*** Opening of Supplied passage ***
Description:  The Greater Lawrence Family Health Center (GLFHC) is a Federally Qualified Health Center (FQHC) caring for inhabitants of Lawrence and its neighboring communities since 1980.  In 1994 it sponsored the first Teaching Health Center residency in the country.  The Lawrence Family Medicine Residency (affiliated with the University of Massachusetts and Tufts) has expanded to be a 10-10-10 program, and has 127+ Alumni who are working in underserved communities all over the country and the world. The Health Center’s clinicians provide over 200,000 visits annually in its four primary care clinical sites, 2 school-based health clinics, inpatient hospital services and deliver nearly 800 babies. GLFHC was certified as a Level 3 Patient Centered Medical Home by NCQA in 2011. GLFHC staff cares for patients throughout their lives, and includes 80+ family physicians, pediatricians, internists, OB-GYNs, NPs and PAs as well as 29 family medicine residents. Besides ongoing primary continuity care, acute care is available seven days a week at GLFHC clinics including expanded evening hours. GLFHC also offers high-risk obstetrics, HIV comprehensive care, colposcopy, mammography and on site pharmacy services. Approximately 65 percent of the Health Center staff members are bicultural residents of the local area and 75 percent are bilingual.

 

Program History

 

GLFHC is a non-profit, federally funded, community health center which is the ACGME accredited sponsor of the LFMR (30 Residents – 10 in each of 3 years, as of 2012-2013).

Prior to GLFHC’s establishment in 1980, many who lived in Lawrence and the neighboring communities had no access to health care providers.  Clinicians assigned through the National Health Service Corps (NHSC) came, burned out and left. Consequently, Lawrence lagged behind the rest of the state of Massachusetts on virtually all health status indicators. 

The Health Center had the idea of trying to attract more primary care physicians by starting a Family Medicine Residency, and although, the feasibility study said it would not be viable, they did it anyway.

By appealing to 6 newly graduated Family Physicians from Brown Family Medicine Residency (R.I.) to come to work in Lawrence, with the promise that if they came, then they would start a Residency, Lawrence saw a sudden growth in the number of primary care physicians all in one month.

The President of Lawrence General Hospital took notice and the negotiations and affiliation between these two organizations who shared a vision of helping the poor citizens of Lawrence by improving their access to quality and affordable care began...
*** Close of Supplied passage ***
*** Opening of Entries shown ***
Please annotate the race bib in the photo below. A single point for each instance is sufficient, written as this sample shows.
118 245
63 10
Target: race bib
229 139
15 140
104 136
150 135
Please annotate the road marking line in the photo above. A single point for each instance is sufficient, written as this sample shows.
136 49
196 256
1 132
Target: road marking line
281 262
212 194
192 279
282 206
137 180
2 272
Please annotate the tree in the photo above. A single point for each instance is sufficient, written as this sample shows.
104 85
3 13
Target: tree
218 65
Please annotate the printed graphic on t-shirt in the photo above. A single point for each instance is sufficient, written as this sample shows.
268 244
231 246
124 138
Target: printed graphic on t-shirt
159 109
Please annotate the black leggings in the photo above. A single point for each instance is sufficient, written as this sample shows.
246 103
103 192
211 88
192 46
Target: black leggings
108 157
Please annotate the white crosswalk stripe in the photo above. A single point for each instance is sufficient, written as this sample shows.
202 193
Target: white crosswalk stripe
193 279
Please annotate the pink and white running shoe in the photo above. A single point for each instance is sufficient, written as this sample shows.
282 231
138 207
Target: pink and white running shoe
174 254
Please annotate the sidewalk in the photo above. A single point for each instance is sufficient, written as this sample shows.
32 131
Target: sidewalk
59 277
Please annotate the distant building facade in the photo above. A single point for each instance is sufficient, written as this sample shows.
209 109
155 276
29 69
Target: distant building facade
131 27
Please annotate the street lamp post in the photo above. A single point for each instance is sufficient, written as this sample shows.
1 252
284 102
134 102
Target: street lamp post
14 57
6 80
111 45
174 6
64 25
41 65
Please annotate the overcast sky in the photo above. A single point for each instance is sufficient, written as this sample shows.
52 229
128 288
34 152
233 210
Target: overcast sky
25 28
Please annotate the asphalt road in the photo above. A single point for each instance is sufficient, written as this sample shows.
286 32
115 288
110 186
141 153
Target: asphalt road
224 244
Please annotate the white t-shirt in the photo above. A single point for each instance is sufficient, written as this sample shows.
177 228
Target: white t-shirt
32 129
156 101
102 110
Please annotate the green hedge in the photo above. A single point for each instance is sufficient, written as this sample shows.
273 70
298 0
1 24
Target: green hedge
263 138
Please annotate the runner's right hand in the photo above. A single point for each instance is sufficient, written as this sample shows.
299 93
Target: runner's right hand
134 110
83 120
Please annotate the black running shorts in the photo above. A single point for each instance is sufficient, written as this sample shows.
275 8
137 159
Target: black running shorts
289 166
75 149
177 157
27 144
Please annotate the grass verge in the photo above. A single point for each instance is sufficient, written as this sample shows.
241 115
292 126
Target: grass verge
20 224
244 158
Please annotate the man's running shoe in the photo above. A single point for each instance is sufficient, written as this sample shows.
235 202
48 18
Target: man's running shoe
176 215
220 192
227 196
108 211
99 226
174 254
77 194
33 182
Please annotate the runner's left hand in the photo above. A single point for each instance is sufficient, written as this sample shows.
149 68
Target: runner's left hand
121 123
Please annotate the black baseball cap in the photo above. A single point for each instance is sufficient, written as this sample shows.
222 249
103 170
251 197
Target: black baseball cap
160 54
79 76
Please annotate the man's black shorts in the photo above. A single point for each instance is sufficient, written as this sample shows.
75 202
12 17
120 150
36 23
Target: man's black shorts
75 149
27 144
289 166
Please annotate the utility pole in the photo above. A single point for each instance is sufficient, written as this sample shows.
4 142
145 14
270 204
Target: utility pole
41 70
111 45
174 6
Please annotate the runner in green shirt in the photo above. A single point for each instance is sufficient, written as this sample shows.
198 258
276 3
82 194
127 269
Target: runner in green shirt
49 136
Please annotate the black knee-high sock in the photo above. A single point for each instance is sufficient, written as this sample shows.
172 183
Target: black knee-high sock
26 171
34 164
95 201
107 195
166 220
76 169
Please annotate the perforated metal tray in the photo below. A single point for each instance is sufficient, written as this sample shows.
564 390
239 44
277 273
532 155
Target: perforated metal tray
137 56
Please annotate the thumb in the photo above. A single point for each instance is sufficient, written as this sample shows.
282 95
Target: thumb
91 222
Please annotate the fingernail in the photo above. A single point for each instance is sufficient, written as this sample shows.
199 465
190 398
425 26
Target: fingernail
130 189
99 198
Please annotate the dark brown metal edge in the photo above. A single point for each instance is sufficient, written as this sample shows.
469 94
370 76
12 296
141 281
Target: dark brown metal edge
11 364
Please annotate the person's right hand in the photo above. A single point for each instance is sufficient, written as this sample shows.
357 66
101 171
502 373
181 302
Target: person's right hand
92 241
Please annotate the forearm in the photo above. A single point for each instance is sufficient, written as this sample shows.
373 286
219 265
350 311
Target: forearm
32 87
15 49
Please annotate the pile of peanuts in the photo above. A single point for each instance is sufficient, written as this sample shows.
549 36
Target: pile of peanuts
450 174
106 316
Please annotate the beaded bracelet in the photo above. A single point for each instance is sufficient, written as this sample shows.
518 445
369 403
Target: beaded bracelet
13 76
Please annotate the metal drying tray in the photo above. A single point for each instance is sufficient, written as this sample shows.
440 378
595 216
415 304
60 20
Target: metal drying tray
*** Close of Entries shown ***
Task description: Continue the Greater Lawrence Family Health Center history from the point where it stops, writing the next part in the same style.

Output:
Together they forged the unique relationship that created the first Community Health Center sponsored Residency in the country. 

The first “Teaching Health Center” grew from a staff of 10 serving 3,000 patients at a renovated funeral home, to 20 years later, claiming more than 525 employees (80+ Family Physicians) serving over 44,000 patients at four newly built or renovated primary care clinics in the 7 square miles of the immigrant city. 

GLFHC was ahead of the curve in adopting an Electronic Health Record as well as other advanced data collection systems. GLFHC secured a significant 10 year grant in the year 2000 from the Centers for Disease Control and Prevention (CDC):  Latino Health 2010 Improving Health, related to Cardiovascular Disease and Diabetes.  This new funding helped fuel the efforts to collect patient outcome care data from the EHR and glean from it how to better treat patients in this relatively medically isolated community.  Since most of the patients had transportation and language barriers discouraging them from going to Boston (the next closest health care option) and since there still weren’t many other primary care physicians, the research being done here was relatively low on confounding variables, and this led to strong research outcomes.

Historically a 8/8/8 residency program, with Massachusetts health care insurance reform providing coverage and still unmet primary care access needs in the Greater Lawrence area, GLFHC applied for HRSA funding to expand the residency program to 10/10/10 under the Teaching Health Center provision of the ACA.

Most recently, GLFHC has devoted much effort to creating a Patient Centered Medical Home model for care. In May 2011, GLFHC received NCQA Level 3PCMH Recognition and is committed to training its family medicine residents in this model.